## TASK TO COMPLETE
Return the stretch of the listing from the line containing "of the person's" through the line containing "50L47 52L48 52L48", both included, repeating each line exactly.

Stored data entries:
(begin)
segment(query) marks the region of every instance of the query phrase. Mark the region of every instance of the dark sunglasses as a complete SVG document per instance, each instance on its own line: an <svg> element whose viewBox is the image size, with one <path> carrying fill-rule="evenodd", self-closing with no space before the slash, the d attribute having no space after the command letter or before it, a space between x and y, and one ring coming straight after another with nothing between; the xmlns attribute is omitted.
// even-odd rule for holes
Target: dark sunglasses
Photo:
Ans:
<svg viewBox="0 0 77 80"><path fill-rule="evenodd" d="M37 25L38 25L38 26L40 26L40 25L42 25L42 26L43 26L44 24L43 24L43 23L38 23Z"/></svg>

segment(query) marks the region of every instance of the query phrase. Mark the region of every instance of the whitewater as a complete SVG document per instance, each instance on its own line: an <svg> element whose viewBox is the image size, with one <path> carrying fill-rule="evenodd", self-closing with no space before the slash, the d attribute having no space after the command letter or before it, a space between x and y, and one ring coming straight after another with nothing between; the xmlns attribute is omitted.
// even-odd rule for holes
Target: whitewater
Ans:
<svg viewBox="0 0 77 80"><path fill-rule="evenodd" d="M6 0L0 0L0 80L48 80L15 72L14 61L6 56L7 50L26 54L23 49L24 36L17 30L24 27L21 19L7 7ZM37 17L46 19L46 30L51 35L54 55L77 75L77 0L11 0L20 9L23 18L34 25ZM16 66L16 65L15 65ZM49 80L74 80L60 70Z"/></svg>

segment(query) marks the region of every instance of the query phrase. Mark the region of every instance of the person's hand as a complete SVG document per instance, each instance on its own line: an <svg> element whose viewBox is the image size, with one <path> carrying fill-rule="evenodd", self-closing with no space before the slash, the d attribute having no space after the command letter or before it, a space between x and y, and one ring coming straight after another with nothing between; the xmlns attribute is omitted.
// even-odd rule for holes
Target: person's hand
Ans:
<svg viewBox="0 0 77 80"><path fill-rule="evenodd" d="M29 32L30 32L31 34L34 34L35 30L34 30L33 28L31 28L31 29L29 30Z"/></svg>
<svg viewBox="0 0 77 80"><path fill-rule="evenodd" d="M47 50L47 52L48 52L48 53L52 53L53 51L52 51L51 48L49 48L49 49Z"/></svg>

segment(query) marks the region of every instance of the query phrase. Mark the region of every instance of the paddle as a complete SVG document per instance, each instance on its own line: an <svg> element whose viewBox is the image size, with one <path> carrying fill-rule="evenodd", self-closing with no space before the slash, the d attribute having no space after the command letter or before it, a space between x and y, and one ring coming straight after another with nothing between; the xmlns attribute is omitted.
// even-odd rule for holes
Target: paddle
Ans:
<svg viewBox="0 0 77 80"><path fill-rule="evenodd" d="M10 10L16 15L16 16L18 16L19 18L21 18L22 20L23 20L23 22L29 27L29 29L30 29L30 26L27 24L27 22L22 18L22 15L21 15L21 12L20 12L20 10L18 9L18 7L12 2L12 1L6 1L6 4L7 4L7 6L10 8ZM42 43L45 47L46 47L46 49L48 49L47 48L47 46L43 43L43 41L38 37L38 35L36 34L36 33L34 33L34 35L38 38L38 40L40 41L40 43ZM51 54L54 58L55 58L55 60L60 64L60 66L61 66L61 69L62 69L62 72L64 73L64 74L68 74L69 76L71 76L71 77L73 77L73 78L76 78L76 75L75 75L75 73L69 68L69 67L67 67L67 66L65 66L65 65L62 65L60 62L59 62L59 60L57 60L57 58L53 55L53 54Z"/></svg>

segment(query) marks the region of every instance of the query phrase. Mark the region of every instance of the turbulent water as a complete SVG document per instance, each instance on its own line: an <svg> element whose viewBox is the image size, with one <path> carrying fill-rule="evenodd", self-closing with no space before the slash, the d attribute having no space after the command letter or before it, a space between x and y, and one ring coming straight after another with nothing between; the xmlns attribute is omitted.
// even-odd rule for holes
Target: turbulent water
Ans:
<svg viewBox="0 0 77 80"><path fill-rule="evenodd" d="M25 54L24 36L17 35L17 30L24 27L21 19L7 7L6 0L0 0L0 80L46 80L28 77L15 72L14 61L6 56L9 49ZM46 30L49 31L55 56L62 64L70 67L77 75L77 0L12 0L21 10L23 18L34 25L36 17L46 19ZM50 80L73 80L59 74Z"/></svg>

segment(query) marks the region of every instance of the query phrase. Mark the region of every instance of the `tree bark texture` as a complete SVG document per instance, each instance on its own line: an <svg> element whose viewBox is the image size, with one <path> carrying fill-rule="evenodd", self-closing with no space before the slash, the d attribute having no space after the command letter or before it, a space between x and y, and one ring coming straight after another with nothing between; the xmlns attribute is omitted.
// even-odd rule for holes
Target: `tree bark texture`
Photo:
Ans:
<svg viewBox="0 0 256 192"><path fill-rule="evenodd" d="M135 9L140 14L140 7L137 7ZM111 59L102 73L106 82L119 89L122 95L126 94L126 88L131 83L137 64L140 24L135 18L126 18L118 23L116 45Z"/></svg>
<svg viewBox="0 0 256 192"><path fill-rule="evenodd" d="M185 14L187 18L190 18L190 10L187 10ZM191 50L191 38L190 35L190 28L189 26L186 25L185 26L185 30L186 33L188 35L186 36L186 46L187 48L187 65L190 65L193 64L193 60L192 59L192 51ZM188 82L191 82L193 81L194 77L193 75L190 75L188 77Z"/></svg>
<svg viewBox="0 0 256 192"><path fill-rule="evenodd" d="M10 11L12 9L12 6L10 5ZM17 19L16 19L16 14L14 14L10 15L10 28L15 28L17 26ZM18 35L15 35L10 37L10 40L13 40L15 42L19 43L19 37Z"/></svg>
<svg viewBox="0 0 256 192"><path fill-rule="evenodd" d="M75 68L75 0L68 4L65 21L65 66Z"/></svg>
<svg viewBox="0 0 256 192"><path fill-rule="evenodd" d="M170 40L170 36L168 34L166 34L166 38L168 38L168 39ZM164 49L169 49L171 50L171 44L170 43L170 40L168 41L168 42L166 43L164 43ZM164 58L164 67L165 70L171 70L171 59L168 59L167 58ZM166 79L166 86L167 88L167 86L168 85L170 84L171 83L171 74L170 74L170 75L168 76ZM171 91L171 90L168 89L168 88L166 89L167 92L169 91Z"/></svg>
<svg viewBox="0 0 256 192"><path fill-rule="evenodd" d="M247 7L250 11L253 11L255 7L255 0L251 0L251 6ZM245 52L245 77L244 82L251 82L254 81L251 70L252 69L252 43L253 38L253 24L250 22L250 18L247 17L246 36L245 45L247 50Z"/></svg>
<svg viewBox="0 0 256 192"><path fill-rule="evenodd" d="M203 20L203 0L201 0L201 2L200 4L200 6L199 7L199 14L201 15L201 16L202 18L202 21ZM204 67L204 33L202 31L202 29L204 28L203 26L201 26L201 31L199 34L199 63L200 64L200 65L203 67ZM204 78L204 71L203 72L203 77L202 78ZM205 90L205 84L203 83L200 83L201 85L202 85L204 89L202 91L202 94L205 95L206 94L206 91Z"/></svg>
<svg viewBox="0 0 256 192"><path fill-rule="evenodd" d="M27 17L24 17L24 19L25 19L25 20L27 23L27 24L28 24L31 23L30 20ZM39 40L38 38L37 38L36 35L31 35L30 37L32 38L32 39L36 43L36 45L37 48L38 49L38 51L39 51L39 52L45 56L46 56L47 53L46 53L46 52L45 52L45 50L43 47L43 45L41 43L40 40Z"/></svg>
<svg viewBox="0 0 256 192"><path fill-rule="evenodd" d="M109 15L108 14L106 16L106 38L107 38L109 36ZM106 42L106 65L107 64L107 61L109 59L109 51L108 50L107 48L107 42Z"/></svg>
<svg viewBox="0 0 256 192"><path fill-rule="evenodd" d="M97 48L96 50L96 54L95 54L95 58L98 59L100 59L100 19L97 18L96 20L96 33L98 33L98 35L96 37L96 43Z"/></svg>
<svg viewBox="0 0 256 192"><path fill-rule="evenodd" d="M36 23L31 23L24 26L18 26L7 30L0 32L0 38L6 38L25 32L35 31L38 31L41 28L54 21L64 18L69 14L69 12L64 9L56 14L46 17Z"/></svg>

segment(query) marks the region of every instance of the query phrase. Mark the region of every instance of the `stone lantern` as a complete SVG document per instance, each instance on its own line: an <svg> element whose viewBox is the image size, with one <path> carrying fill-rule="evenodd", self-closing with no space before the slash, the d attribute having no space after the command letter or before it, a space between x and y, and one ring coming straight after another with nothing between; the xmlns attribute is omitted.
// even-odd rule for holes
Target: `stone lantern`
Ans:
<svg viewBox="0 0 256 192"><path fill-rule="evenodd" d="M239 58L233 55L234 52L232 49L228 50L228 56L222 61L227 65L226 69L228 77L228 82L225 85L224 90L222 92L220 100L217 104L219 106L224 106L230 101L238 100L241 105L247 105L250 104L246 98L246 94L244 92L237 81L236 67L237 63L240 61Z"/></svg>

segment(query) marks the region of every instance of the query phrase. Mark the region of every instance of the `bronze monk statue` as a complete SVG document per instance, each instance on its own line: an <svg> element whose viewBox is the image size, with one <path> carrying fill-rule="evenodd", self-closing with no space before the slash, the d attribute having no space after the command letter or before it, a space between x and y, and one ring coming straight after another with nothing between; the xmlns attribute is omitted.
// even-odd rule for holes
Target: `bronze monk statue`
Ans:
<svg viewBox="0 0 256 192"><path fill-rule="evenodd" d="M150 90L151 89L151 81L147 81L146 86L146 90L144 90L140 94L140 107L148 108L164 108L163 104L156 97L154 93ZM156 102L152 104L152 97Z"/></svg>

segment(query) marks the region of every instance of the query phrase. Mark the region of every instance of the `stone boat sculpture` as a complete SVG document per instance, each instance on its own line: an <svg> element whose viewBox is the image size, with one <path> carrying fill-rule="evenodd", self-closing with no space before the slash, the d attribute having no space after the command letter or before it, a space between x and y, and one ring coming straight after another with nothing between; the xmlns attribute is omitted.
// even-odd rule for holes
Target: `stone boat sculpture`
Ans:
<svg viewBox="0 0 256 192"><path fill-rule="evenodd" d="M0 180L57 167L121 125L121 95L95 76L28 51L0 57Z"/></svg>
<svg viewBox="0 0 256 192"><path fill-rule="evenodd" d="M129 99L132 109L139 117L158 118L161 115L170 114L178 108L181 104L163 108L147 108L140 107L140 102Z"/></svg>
(end)
## FULL ANSWER
segment(query) marks the region of every instance of the query phrase. Mark the region of every instance of the person's hand as a complete SVG document per instance, each instance on its own line: an <svg> element whose viewBox is the image size, with one <path> carrying fill-rule="evenodd", self-closing with no space before the slash, the d attribute having no space after the command letter or before it, a space between x and y, and one ring coming straight after another with nothing between; the xmlns attribute is omitted.
// even-odd rule for holes
Target: person's hand
Ans:
<svg viewBox="0 0 77 80"><path fill-rule="evenodd" d="M29 32L30 32L31 34L34 34L35 30L34 30L33 28L31 28L31 29L29 30Z"/></svg>
<svg viewBox="0 0 77 80"><path fill-rule="evenodd" d="M47 50L47 52L48 52L48 53L52 53L53 51L52 51L51 48L49 48L49 49Z"/></svg>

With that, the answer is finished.